Retyping the entries exactly is all that is required.

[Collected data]
----

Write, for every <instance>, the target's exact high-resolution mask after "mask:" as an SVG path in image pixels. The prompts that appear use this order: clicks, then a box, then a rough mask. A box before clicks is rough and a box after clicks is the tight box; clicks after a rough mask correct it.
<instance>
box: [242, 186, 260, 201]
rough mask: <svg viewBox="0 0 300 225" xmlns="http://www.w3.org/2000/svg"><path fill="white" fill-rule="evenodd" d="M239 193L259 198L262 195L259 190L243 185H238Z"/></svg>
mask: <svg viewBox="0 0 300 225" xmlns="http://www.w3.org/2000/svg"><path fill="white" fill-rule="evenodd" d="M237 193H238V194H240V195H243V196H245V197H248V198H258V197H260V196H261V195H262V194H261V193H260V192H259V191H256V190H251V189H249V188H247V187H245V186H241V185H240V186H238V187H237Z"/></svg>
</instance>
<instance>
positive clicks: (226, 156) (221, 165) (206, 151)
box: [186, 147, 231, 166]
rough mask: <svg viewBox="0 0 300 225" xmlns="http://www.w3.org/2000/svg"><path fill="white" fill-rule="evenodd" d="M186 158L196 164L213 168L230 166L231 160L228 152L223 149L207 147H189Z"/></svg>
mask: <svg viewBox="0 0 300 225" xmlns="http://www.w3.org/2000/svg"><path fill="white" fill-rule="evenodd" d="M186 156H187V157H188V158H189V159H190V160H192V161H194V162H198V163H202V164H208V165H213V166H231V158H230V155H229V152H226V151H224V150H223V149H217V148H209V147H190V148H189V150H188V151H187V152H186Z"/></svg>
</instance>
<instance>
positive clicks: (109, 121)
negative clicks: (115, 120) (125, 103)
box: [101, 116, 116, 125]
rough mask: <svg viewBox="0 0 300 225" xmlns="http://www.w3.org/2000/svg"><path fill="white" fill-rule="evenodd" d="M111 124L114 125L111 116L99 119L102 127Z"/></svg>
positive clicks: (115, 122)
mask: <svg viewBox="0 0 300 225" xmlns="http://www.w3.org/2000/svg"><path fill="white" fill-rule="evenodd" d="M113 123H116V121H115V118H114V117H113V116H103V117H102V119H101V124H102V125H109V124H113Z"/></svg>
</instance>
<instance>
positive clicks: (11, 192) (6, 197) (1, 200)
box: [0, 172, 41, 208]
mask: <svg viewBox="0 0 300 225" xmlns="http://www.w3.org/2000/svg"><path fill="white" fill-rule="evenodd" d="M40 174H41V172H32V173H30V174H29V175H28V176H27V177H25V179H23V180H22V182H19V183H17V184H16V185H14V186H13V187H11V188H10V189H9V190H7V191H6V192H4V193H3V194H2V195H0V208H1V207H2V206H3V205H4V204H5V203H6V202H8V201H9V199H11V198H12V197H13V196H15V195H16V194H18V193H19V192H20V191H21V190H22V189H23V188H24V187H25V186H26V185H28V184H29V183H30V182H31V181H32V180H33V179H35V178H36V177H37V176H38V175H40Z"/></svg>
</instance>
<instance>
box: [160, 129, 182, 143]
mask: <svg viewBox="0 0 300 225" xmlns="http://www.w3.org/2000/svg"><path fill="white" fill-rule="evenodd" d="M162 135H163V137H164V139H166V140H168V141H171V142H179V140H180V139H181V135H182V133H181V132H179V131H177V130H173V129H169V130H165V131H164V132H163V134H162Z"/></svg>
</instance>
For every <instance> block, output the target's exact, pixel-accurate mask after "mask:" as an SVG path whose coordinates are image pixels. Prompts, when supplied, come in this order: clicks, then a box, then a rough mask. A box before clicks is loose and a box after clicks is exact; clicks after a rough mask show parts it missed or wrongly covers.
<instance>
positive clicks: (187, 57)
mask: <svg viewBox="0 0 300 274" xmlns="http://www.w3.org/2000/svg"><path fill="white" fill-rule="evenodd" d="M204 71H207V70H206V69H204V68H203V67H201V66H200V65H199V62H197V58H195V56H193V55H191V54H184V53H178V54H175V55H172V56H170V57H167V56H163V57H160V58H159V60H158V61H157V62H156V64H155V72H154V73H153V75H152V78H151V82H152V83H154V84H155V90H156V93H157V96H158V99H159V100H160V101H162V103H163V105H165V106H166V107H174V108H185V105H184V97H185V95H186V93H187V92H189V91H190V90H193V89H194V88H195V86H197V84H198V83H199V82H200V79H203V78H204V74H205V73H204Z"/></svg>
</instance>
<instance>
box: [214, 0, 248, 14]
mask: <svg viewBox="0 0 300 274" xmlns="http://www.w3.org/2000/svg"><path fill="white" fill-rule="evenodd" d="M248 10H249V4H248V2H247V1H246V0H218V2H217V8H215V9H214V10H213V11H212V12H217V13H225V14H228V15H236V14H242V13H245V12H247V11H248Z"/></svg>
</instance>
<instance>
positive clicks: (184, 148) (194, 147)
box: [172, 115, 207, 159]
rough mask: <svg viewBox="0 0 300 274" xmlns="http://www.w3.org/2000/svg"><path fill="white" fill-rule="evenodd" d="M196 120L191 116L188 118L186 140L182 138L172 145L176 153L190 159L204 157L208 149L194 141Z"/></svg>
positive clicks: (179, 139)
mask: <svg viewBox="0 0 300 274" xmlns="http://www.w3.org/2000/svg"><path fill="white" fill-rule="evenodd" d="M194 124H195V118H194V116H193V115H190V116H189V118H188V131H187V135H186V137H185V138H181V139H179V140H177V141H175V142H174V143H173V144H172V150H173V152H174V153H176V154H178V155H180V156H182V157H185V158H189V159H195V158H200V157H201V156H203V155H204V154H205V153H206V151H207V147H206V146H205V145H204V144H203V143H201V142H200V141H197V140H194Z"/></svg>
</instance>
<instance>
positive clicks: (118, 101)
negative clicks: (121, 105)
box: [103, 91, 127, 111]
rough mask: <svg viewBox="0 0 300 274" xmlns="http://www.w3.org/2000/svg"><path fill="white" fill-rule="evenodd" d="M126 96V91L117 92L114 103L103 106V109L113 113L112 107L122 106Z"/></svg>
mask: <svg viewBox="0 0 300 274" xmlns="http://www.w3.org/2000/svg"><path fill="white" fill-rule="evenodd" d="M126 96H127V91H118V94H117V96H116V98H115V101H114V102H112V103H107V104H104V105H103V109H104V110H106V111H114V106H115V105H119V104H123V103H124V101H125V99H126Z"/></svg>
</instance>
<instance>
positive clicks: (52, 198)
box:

----

▶ Task solution
Write, for every <instance>, the target's exact high-resolution mask after "mask:" as an SVG path in image pixels. The prompts that appear use this order: clicks, then a box, then a rough mask. A box before clicks is rough and a box after clicks is the tight box; clicks after a rough mask correct it.
<instance>
box: [242, 186, 260, 201]
rough mask: <svg viewBox="0 0 300 225" xmlns="http://www.w3.org/2000/svg"><path fill="white" fill-rule="evenodd" d="M239 193L259 198L262 195L259 190L243 185H238Z"/></svg>
mask: <svg viewBox="0 0 300 225" xmlns="http://www.w3.org/2000/svg"><path fill="white" fill-rule="evenodd" d="M237 193H238V194H240V195H243V196H245V197H248V198H258V197H260V196H261V195H262V194H261V193H260V192H259V191H256V190H251V189H249V188H247V187H245V186H241V185H240V186H238V187H237Z"/></svg>
</instance>
<instance>
positive clicks: (226, 156) (221, 165) (206, 151)
box: [186, 147, 231, 166]
rough mask: <svg viewBox="0 0 300 225" xmlns="http://www.w3.org/2000/svg"><path fill="white" fill-rule="evenodd" d="M186 158L196 164L213 168L230 166L231 160L228 152L223 149L207 147H189Z"/></svg>
mask: <svg viewBox="0 0 300 225" xmlns="http://www.w3.org/2000/svg"><path fill="white" fill-rule="evenodd" d="M186 156H187V157H188V158H189V159H190V160H192V161H194V162H198V163H202V164H208V165H213V166H231V158H230V155H229V152H226V151H224V150H223V149H217V148H209V147H190V148H189V150H188V151H187V152H186Z"/></svg>
</instance>
<instance>
positive clicks: (109, 121)
negative clicks: (115, 120) (125, 103)
box: [101, 116, 116, 125]
rough mask: <svg viewBox="0 0 300 225" xmlns="http://www.w3.org/2000/svg"><path fill="white" fill-rule="evenodd" d="M111 124L114 125L111 116L99 119L102 127Z"/></svg>
positive clicks: (115, 122)
mask: <svg viewBox="0 0 300 225" xmlns="http://www.w3.org/2000/svg"><path fill="white" fill-rule="evenodd" d="M113 123H116V121H115V118H114V117H113V116H103V117H102V119H101V124H102V125H109V124H113Z"/></svg>
</instance>
<instance>
positive clicks: (11, 192) (6, 197) (1, 200)
box: [0, 172, 41, 208]
mask: <svg viewBox="0 0 300 225" xmlns="http://www.w3.org/2000/svg"><path fill="white" fill-rule="evenodd" d="M40 174H41V172H32V173H30V174H29V175H28V176H27V177H25V179H23V180H22V182H19V183H17V184H16V185H14V186H13V187H11V188H10V189H9V190H7V191H6V192H4V193H3V194H2V195H0V208H1V207H2V206H3V205H4V204H5V203H6V202H8V201H9V199H11V198H12V197H13V196H15V195H16V194H18V193H19V192H20V191H21V190H22V189H23V188H24V187H25V186H26V185H28V184H29V183H30V182H31V181H32V180H33V179H35V178H36V177H37V176H38V175H40Z"/></svg>
</instance>
<instance>
box: [160, 129, 182, 143]
mask: <svg viewBox="0 0 300 225" xmlns="http://www.w3.org/2000/svg"><path fill="white" fill-rule="evenodd" d="M162 135H163V137H164V139H166V140H168V141H171V142H179V140H180V139H181V135H182V133H181V132H179V131H177V130H173V129H169V130H165V131H164V132H163V134H162Z"/></svg>
</instance>
For every <instance> block, output the target's exact, pixel-accurate mask after "mask:" as an SVG path whose coordinates are image pixels. Prompts, when supplied, come in this order: clicks, then a box, then a rough mask. A box before clicks is loose and a box after clicks is exact; clicks after a rough mask show parts it missed or wrongly covers.
<instance>
positive clicks: (187, 57)
mask: <svg viewBox="0 0 300 274" xmlns="http://www.w3.org/2000/svg"><path fill="white" fill-rule="evenodd" d="M204 71H207V70H206V69H204V68H203V67H201V66H200V65H199V62H197V58H195V56H193V55H191V54H184V53H178V54H175V55H172V56H170V57H167V56H163V57H160V58H159V60H158V61H157V62H156V64H155V72H154V73H153V75H152V78H151V82H152V83H154V84H155V90H156V93H157V96H158V99H159V100H160V101H162V103H163V105H165V106H166V107H174V108H185V105H184V97H185V95H186V93H187V92H189V91H190V90H193V89H194V88H195V86H197V84H198V83H199V82H200V79H203V78H204V74H205V73H204Z"/></svg>
</instance>
<instance>
box: [214, 0, 248, 14]
mask: <svg viewBox="0 0 300 274" xmlns="http://www.w3.org/2000/svg"><path fill="white" fill-rule="evenodd" d="M248 10H249V4H248V2H247V1H246V0H218V2H217V8H215V9H214V10H213V11H212V12H217V13H225V14H228V15H236V14H242V13H245V12H247V11H248Z"/></svg>
</instance>
<instance>
positive clicks: (184, 148) (194, 147)
box: [172, 115, 207, 159]
rough mask: <svg viewBox="0 0 300 274" xmlns="http://www.w3.org/2000/svg"><path fill="white" fill-rule="evenodd" d="M196 120L191 116L188 118L186 140L182 138L172 145L176 153L190 159L204 157L208 149L194 141Z"/></svg>
positive clicks: (179, 139)
mask: <svg viewBox="0 0 300 274" xmlns="http://www.w3.org/2000/svg"><path fill="white" fill-rule="evenodd" d="M194 124H195V118H194V116H193V115H190V116H189V118H188V131H187V135H186V137H185V138H181V139H179V140H177V141H175V142H174V143H173V144H172V150H173V152H174V153H176V154H178V155H180V156H182V157H185V158H189V159H195V158H200V157H201V156H203V155H204V154H205V153H206V151H207V147H206V146H205V145H204V144H203V143H201V142H200V141H197V140H194Z"/></svg>
</instance>
<instance>
positive clicks: (118, 101)
negative clicks: (121, 105)
box: [103, 91, 127, 111]
rough mask: <svg viewBox="0 0 300 274" xmlns="http://www.w3.org/2000/svg"><path fill="white" fill-rule="evenodd" d="M126 96V91L117 92L114 103L103 106V109L113 113L112 107L122 106Z"/></svg>
mask: <svg viewBox="0 0 300 274" xmlns="http://www.w3.org/2000/svg"><path fill="white" fill-rule="evenodd" d="M126 96H127V91H118V94H117V96H116V98H115V101H114V102H112V103H107V104H104V105H103V109H104V110H106V111H114V106H115V105H119V104H123V103H124V101H125V99H126Z"/></svg>
</instance>
<instance>
positive clicks: (52, 198)
box:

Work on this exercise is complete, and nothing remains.